Selected extract =>
####################
LPA was founded in 1926 by Arnaldo Brazão and Domingas Lazary do Amaral. LPA was a branch of the Conselho Nacional das Mulheres Portuguesas, and an associate with the International Abolitionist Federation. It was based in Lisbon.
It was established with the purpose to repeal the so-called regulation system, which required prostitute women to register be and subject to regular medical examination to prevent sexually transmitted infections. [1]
It was a sub-group of the Conselho Nacional das Mulheres Portuguesas. It worked against the sexual exploitation of women and children within the sex industry, and the sexual double standards that excused it.
The LPA condemned the opression of women and children under the regulation system of prostitution, and the sexual double standard that was the foundation for its toleration. Many well known feminists were members of the LPA, such as Adelaide Cabete, Vitória Pais Freire de Andrade, Aurora Teixeira de Castro and Angelica Viana Porto. LPA arranged two abolitionist congresses: in 1926 and in 1929.
The LPA essentially achieved their goal in 1949, when a reform of the regulation system prohibited any new prostitute being registered at the brothels. This cut of the recruiting of new workers to the sex industry, causing it to die out (prostitution was eventually banned in 1963). LPA dissolved in 1957.
####################
(Saved entries)
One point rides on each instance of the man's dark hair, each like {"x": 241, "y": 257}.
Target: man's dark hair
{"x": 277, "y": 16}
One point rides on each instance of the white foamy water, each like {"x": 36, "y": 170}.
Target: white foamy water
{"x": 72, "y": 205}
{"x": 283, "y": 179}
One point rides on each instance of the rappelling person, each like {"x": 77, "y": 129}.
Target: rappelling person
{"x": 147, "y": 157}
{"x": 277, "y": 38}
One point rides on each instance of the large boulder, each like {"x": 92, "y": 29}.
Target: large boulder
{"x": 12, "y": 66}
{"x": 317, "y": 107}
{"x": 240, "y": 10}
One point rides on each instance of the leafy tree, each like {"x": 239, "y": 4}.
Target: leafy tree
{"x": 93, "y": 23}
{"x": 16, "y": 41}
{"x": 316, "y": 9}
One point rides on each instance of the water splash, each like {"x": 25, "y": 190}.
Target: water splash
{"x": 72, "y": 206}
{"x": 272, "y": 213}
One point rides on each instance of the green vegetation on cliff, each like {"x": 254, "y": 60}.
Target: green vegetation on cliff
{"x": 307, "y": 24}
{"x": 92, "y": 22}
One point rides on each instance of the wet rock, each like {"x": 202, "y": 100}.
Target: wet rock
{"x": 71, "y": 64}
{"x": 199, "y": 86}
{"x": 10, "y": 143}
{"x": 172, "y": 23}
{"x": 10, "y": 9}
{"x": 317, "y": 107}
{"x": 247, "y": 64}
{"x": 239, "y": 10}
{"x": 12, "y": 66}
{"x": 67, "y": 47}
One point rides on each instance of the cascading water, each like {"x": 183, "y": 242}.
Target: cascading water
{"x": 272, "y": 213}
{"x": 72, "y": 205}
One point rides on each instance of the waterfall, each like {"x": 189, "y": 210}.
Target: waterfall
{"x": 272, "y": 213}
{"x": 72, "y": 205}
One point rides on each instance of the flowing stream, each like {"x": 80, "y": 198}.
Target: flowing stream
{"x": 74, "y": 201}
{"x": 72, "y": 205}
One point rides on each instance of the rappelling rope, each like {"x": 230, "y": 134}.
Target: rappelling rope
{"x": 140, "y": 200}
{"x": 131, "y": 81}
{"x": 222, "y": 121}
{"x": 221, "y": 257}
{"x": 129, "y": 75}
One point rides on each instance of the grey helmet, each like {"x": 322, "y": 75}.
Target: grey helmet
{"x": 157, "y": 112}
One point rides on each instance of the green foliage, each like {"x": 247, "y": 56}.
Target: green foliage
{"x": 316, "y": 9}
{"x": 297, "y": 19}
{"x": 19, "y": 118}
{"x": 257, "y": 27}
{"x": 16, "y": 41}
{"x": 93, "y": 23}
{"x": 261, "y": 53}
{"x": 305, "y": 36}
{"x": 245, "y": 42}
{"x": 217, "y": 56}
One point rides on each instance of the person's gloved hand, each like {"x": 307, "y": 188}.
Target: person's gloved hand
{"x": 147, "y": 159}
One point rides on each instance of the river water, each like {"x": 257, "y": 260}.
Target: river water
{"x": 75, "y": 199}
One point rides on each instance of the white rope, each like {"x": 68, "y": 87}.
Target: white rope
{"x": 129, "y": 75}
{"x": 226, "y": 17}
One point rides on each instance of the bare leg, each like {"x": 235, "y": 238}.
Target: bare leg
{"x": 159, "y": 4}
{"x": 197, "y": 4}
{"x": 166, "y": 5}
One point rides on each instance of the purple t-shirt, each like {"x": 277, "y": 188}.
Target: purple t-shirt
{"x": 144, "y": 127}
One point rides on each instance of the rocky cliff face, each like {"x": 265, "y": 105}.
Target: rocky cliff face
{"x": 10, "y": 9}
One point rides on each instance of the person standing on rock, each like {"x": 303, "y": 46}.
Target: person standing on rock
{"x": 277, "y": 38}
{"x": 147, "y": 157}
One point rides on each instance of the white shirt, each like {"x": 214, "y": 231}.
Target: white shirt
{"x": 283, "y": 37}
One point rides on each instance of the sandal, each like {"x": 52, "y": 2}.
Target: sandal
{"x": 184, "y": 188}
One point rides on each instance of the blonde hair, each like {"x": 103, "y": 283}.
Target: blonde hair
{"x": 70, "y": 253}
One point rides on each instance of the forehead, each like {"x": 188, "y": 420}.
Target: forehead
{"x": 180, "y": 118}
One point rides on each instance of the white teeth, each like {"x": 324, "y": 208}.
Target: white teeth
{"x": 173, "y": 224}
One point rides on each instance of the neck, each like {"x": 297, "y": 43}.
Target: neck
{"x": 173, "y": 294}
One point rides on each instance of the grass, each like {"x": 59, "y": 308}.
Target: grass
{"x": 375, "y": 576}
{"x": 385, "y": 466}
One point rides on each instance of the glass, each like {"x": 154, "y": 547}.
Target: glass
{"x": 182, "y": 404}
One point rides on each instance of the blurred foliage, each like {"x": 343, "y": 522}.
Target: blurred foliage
####################
To do =>
1. Check each statement against the LPA passage: (a) The LPA was based in Porto. (b) The LPA arranged abolitionist congresses in 1926 and 1929. (c) The LPA dissolved in 1963. For each, answer yes or no and quote the words from the passage that decide it.
2. Copy the LPA passage word for word from "The LPA condemned" to "and in 1929.".
You won't need the items.

Results =>
1.
(a) No: "It was based in Lisbon."
(b) Yes: "LPA arranged two abolitionist congresses: in 1926 and in 1929."
(c) No: "LPA dissolved in 1957."

2.
The LPA condemned the opression of women and children under the regulation system of prostitution, and the sexual double standard that was the foundation for its toleration. Many well known feminists were members of the LPA, such as Adelaide Cabete, Vitória Pais Freire de Andrade, Aurora Teixeira de Castro and Angelica Viana Porto. LPA arranged two abolitionist congresses: in 1926 and in 1929.